## Extracted text
>>>>

• b. August 28, 1962 First Female Indigenous Heritage ABA President • Founder, Caroline and Ora Smith Foundation • Former Associate Director of White House Policy Planning
The American Bar Association (ABA) made history in 2023 when it installed Mary L. Smith as its first ever female Native American president. Prior to Smith's election to the ABA-which is the world's largest voluntary association of lawyers, judges, and legal professionals-Smith had already served on its board of governors and was its secretary from 2017 to 2020.
Born to Cherokee parents, Smith is a member of the Cherokee Nation. She is also former CEO of Indian Health Services (IHS). The six billion dollar agency is responsible for providing federal health services to over two million American Indians and Alaska Natives across the USA.
Smith has also served as general counsel at the Illinois Department of Insurance. She was counselor in the Civil Division at the U.S. Department of Justice, was associate White House counsel to the president of the United States, and was once the associate director of White House Policy Planning.
Her impressive resume reveals that Smith also played a senior role at Tyco International. Incorporated in the Republic of Ireland, the $40 billion public company also held a USA operational headquarters in Princeton, New Jersey. While in Princeton, she managed the security systems' 60 million dollar budget.
The newly installed ABA President is also founder of the Caroline and Ora Smith Foundation, named for her mother and grandmother respectively. The organization's goals are to train Native American girls and women around the country in the STEM areas: science, technology, engineering, and mathematics. Mary's forebears could not even dream of such study areas for females in their day.

<<<<

## Given data
>>>>

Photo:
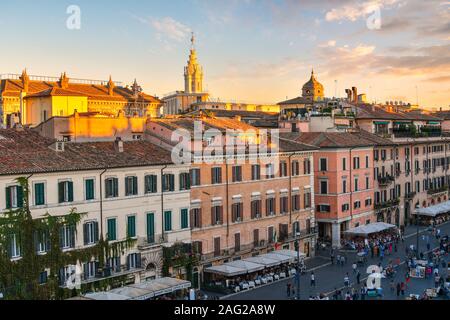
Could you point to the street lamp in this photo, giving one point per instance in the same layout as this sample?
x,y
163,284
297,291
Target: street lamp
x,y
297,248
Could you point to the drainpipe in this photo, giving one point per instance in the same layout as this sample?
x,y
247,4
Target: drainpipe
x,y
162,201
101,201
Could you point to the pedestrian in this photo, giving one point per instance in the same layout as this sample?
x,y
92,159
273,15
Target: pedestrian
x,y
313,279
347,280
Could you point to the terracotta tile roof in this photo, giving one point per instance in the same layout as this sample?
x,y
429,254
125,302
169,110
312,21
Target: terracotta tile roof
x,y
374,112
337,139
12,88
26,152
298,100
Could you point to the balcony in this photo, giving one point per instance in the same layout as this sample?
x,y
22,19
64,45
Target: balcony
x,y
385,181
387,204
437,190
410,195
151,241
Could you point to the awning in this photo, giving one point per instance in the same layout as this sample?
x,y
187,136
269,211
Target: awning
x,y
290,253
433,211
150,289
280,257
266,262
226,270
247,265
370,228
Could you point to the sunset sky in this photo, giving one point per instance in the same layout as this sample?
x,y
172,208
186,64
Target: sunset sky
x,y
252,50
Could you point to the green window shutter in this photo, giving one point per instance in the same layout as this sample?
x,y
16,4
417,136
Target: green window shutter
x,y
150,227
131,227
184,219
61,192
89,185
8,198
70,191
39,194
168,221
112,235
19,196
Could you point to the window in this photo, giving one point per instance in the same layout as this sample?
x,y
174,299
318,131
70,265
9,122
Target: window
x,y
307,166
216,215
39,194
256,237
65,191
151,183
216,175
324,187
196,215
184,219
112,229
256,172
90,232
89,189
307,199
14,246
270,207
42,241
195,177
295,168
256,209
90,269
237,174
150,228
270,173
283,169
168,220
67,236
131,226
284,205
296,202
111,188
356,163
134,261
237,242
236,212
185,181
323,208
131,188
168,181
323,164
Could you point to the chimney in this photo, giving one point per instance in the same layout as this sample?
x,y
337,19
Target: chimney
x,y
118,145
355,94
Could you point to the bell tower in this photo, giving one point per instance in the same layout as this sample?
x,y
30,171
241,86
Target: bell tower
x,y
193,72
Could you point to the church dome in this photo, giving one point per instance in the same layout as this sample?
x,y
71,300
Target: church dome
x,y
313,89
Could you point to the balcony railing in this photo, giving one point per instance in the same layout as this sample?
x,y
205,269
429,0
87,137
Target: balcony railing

<<<<
>>>>

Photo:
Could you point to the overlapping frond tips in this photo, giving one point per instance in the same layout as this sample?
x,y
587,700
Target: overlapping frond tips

<<<<
>>>>

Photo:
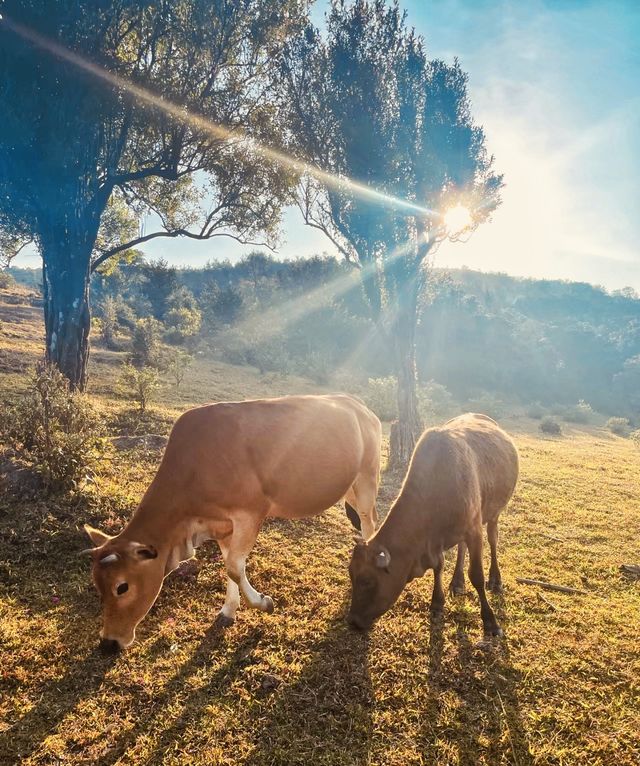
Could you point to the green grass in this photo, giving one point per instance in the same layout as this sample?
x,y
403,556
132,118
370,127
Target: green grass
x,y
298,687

<<<<

## Problem details
Please copy the Mary L. Smith profile between "Born to Cherokee" and "across the USA.", inclusive, and substitute "organization" for "agency".

## Solution to the problem
Born to Cherokee parents, Smith is a member of the Cherokee Nation. She is also former CEO of Indian Health Services (IHS). The six billion dollar organization is responsible for providing federal health services to over two million American Indians and Alaska Natives across the USA.